Write out all entries word for word.

• [Entries supplied]:
** Begin **
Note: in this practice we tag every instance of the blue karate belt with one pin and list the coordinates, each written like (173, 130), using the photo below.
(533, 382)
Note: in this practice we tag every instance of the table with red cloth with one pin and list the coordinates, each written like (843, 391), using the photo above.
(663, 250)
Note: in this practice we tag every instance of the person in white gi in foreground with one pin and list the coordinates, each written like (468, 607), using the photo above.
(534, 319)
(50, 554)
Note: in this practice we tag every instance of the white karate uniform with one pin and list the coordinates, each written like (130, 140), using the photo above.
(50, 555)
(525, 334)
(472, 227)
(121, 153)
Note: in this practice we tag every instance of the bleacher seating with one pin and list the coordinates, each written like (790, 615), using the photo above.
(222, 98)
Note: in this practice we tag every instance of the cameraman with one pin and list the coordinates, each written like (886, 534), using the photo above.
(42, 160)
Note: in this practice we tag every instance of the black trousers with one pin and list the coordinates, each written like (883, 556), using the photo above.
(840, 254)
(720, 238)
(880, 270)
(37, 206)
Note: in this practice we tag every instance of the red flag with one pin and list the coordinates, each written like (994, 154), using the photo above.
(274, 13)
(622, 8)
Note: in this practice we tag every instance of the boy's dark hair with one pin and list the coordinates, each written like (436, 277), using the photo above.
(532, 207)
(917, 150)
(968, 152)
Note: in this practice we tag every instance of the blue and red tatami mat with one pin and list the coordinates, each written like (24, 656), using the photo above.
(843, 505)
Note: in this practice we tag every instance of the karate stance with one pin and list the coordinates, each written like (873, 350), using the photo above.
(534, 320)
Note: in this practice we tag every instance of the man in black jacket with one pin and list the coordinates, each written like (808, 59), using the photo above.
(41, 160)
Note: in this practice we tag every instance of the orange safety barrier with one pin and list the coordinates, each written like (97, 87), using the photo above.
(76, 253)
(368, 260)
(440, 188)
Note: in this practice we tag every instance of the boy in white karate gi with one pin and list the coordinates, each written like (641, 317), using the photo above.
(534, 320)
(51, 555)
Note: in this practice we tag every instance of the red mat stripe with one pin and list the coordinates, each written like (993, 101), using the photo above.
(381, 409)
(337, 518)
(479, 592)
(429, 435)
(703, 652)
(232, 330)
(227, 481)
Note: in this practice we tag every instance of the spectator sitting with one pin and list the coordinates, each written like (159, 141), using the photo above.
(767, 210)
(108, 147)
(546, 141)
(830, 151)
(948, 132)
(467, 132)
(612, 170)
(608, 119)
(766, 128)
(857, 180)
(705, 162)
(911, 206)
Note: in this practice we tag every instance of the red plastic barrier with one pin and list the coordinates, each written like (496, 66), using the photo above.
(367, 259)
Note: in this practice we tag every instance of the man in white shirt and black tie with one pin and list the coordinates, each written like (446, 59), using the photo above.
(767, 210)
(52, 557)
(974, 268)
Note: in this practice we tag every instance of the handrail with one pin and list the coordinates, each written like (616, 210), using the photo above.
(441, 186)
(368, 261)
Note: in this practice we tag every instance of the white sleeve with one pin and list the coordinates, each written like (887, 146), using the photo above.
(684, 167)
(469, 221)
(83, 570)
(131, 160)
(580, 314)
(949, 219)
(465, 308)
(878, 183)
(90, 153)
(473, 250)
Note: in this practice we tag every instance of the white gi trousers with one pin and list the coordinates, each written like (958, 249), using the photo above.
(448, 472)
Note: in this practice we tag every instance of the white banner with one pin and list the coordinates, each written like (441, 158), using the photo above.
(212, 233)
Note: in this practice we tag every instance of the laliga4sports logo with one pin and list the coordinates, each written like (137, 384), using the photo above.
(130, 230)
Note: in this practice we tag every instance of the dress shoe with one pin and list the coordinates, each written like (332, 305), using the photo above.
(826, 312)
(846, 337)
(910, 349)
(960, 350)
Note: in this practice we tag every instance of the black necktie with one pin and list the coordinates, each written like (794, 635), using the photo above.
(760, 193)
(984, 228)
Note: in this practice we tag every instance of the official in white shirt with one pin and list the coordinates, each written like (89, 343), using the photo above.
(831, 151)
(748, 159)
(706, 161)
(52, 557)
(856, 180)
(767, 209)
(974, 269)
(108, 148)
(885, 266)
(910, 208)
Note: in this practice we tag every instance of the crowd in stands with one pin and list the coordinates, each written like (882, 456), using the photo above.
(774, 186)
** End **
• [Solution below]:
Note: in this practice we tag every instance of the blue karate belt with one pin and list the coordinates, each written like (173, 130), using the photo below.
(533, 382)
Note: in this practice we tag every instance of the table with red cloth with one pin and list the coordinates, each written like (843, 391), using the photo above.
(663, 250)
Note: in this practice we tag every instance of the person in white gi in foreground with one pin and list the coordinates, each written like (468, 607), using the photo above.
(534, 319)
(50, 554)
Note: in this practice we tag every instance of the white karate uniform with one pin and list the coordinates, each written like (130, 140), using the photo above.
(50, 555)
(525, 334)
(472, 227)
(121, 153)
Note: in this practice we tag every instance of the bleacher seating with one pin and list the coordinates, each written like (790, 615), using the photo above.
(222, 98)
Note: in this practice we tag every instance of the cameraman with one pin and list the coordinates, each written like (886, 534), using the photo above.
(42, 160)
Note: in this practice we tag every instance of the black trousers with one pin and list the coordinates, each written like (883, 556), using the photo above.
(840, 254)
(720, 238)
(880, 270)
(37, 206)
Note: in this practice we tag every instance of the red flag with one pin and list the coordinates, each written like (994, 154), using the photo above.
(274, 13)
(622, 8)
Note: in this practice we tag every instance of the boy's dark hair with one pin and list the coordinates, each written like (436, 277), using the photo above.
(532, 207)
(917, 150)
(968, 152)
Note: in this practice we tag every instance of the blue and red tatami mat with one pin and list the coordinates, each written like (24, 656), using the photo above.
(843, 505)
Note: in this practice we tag every instance of the karate stance with one pin and list the coordinates, each written like (873, 350), using the photo above.
(534, 320)
Note: in this practice we tag every instance of the man in black jacket with one pin and list the coordinates, each written like (808, 59), using the photo above.
(41, 160)
Note: in this practice we tag every instance of the orange safety barrier with one pin and list the coordinates, each written like (97, 87), using the photo above.
(76, 253)
(368, 260)
(440, 188)
Note: in this practice we tag every instance of the boy in white karate gi with one pin and list the coordinates, each written like (641, 317), using the photo above.
(534, 320)
(51, 555)
Note: in this practice we tag every instance of the red mat stripe with one pin and list the coordinates, each written like (993, 101), using the photo above.
(381, 409)
(337, 518)
(479, 592)
(429, 435)
(703, 652)
(232, 330)
(227, 481)
Note: in this practice we tag every instance of the spectator sitting with one pin and list the coordinates, each written like (159, 141), using the photo above.
(767, 210)
(108, 147)
(546, 141)
(830, 151)
(948, 132)
(467, 132)
(612, 170)
(608, 119)
(766, 128)
(857, 180)
(705, 162)
(911, 206)
Note: in this practice we tag every instance of the red plastic barrier with one pin and list the coordinates, each written like (496, 66), using the photo above.
(367, 259)
Note: in this practice we tag every instance of the man in white shirt and black tie with one pin and list the coordinates, each written like (446, 59), using the photo above.
(767, 210)
(52, 557)
(974, 268)
Note: in this practice we tag every instance of the handrail with one pin and list the coordinates, each written like (616, 210), using the photo above.
(441, 186)
(368, 261)
Note: in this practice we tag every instance of the white sleeve with one pin and list the coordinates, each written like (887, 146), using the photo above.
(684, 167)
(469, 221)
(83, 570)
(131, 160)
(580, 314)
(949, 219)
(465, 308)
(878, 183)
(90, 153)
(473, 250)
Note: in this practice we tag every instance of the white gi trousers with one pin and list the coordinates, each written like (958, 249), using the photo above.
(448, 472)
Note: in this practice we tag every instance of the white banner with one pin and list the coordinates, each written like (441, 158), using the photo above.
(212, 233)
Note: in this practice we tag every instance of the laliga4sports logo with one pin and list the coordinates, each written like (137, 384), using the photo above.
(130, 230)
Note: in this practice we tag every instance of the dress shoe with one pin and list the coordinates, each written like (332, 305), using the photo above.
(826, 312)
(846, 337)
(910, 349)
(960, 350)
Note: in this practice we tag every instance of the black necktie with one pin and list the coordinates, each written like (794, 635), using the photo above.
(760, 193)
(984, 228)
Note: in this practice we tag every instance of the official in white shirt with one pin and list the coordinates, each written like (89, 343), using the photo above.
(831, 151)
(748, 159)
(706, 161)
(52, 557)
(856, 180)
(767, 209)
(974, 269)
(108, 148)
(885, 266)
(910, 208)
Note: in this practice we tag every instance of the crowd in stands with one pin and list the coordinates, each written like (882, 456), using the photo above.
(774, 186)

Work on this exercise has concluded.